REQUIREMENTS →
Return verbatim the lines of the material below, starting with the line that contains "outline fox sparrow" and going on through the last line of the material.

EXTRACTED MATERIAL →
** START **

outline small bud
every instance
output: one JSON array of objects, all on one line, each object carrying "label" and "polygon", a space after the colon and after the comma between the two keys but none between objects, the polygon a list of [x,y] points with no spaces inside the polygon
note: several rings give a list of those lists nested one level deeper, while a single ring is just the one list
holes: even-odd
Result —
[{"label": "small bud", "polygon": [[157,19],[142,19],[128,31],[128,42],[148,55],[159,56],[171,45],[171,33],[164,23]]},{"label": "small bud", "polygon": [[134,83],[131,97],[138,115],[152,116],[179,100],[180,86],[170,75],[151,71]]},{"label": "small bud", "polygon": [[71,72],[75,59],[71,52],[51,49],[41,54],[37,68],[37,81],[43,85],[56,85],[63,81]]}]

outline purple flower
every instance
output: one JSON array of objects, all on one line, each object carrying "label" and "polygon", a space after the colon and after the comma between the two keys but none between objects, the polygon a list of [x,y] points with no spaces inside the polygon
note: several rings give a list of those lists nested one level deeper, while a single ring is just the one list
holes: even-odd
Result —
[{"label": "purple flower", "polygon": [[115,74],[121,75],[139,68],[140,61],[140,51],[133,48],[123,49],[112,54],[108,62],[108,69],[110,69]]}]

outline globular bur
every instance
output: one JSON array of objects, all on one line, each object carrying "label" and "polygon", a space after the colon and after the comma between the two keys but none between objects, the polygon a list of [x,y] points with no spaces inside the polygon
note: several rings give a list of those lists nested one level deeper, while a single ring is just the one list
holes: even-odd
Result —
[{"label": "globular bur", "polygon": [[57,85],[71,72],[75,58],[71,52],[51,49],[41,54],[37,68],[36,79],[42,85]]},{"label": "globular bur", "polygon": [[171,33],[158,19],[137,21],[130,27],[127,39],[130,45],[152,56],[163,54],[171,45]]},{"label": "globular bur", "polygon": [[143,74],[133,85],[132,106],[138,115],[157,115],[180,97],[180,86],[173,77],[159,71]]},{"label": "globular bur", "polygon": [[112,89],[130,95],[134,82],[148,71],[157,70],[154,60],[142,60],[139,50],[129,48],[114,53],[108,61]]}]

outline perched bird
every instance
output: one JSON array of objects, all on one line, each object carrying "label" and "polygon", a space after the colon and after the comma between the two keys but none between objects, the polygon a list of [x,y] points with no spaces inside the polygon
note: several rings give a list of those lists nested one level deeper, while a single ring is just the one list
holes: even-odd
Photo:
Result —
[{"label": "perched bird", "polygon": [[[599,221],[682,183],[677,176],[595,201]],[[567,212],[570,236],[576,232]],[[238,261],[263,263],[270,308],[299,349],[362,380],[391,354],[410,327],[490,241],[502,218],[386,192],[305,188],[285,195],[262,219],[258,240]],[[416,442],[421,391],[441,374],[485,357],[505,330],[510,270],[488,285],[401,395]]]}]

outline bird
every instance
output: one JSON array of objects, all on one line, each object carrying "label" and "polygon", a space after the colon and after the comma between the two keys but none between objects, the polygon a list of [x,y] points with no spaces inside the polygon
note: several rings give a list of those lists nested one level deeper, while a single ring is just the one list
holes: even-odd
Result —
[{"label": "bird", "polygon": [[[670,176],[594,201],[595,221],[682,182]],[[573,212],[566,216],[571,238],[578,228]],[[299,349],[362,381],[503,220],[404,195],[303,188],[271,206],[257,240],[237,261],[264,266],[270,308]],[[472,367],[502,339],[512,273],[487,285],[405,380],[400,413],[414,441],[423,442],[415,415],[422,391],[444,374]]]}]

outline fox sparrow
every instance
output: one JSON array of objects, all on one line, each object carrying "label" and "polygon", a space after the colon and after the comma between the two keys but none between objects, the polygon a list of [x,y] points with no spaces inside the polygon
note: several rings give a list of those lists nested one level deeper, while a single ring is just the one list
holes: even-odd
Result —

** END **

RESPONSE TO THIS EXERCISE →
outline fox sparrow
every instance
output: one JSON array of objects, all on one line, each object carrying "label" and "polygon", a space after the colon and after the comma between the two keys but none between objects, the polygon a list of [x,y] points with no spaces inside the polygon
note: several rings give a list of those lists nested one level deeper, while a single ring is just the one list
holes: even-odd
Result —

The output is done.